• **Passage to read**

━━━━

In a neglected roadside nature museum sits a dusty diorama labeled “The Eagle.” But there is no eagle — just the shattered skeleton of a fox lying on a patch of bloodstained dirt near a few tufts of reddish fur and what might be part of an ear. The yellowing card reads, “The diet of the American Bald Eagle is almost entirely fish. An eagle will not attack a fox unless it competes for the eagle’s food or otherwise provokes it.”

What I’m saying is don’t piss off the eagle, Sly. I mean just look at him, Jeez.

Beetle Bailey (panels), 8/11/13

Oh look, it’s Beetle’s Dad! Did you know he’s also the father of Lois Flagston from Hi and Lois? His wife starves him until he completes the work she’s assigned! Just like in the Army!

Hi and Lois, 8/11/13

No starvation for Hi — Lois keeps meat on those bones with a steady diet of nutritious soups. But his family’s relentless petty demands give him no peace, and drive him by degrees to the farthest margins of his home. Lois is blind to his suffering — this is just the way families are, isn’t it?

Judge Parker (panel), 8/11/13

I’ll spare you the cheesecake, money porn, and blocky “romantic” banter (well, most of it) in today’s Judge Parker, but floating there in the final panel is proof that Randy’s fianceé is an original badass. That’s right — the minute she and Randy split up to evade the mystery woman in the floppy hat, CIApril confronted her and stone-cold threw her hat in the water. Final warning, too: if she stalks them even one more time, April will tell all the girls in homeroom Mystery Gal’s a total skank.

━━━━

• **Records excerpted from a collection**

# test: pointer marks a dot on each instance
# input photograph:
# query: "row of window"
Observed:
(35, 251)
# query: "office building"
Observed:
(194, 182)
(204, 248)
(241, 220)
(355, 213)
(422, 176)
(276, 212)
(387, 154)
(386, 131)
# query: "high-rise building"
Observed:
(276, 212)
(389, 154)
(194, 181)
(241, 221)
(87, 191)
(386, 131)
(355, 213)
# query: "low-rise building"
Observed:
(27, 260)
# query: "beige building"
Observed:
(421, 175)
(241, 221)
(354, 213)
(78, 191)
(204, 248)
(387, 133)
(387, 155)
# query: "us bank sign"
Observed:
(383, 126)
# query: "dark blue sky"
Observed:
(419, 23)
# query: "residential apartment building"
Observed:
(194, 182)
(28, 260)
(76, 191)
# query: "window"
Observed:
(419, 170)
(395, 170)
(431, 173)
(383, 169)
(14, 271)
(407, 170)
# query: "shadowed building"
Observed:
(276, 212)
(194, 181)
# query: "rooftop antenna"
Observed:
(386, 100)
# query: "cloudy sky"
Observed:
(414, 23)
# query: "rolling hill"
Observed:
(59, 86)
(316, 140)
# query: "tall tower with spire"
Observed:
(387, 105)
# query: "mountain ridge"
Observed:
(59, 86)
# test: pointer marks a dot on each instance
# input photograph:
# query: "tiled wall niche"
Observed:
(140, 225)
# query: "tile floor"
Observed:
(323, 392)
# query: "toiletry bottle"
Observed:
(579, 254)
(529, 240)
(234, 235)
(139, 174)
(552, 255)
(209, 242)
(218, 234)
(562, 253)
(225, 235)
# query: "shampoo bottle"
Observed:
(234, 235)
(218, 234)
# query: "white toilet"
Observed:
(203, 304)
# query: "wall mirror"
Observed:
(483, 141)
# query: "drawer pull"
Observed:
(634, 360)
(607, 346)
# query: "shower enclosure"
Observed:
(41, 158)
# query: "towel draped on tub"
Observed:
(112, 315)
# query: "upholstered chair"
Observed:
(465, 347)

━━━━

• **Exercise instructions**
1. Answer these questions about the comics commentary:
(a) According to the yellowing card, what is the American Bald Eagle's diet almost entirely made of?
(b) Besides Beetle, whose father is Beetle's Dad also said to be?
(c) In today's Judge Parker, what did April do with the mystery woman's hat?
2. Can you write out the part of the comics commentary starting at "No starvation for" and ending at "are, isn’t it?", word for word?

• **Responses for each task**
1.
(a) Fish.
(b) Lois Flagston from Hi and Lois.
(c) She threw it in the water.

2.
No starvation for Hi — Lois keeps meat on those bones with a steady diet of nutritious soups. But his family’s relentless petty demands give him no peace, and drive him by degrees to the farthest margins of his home. Lois is blind to his suffering — this is just the way families are, isn’t it?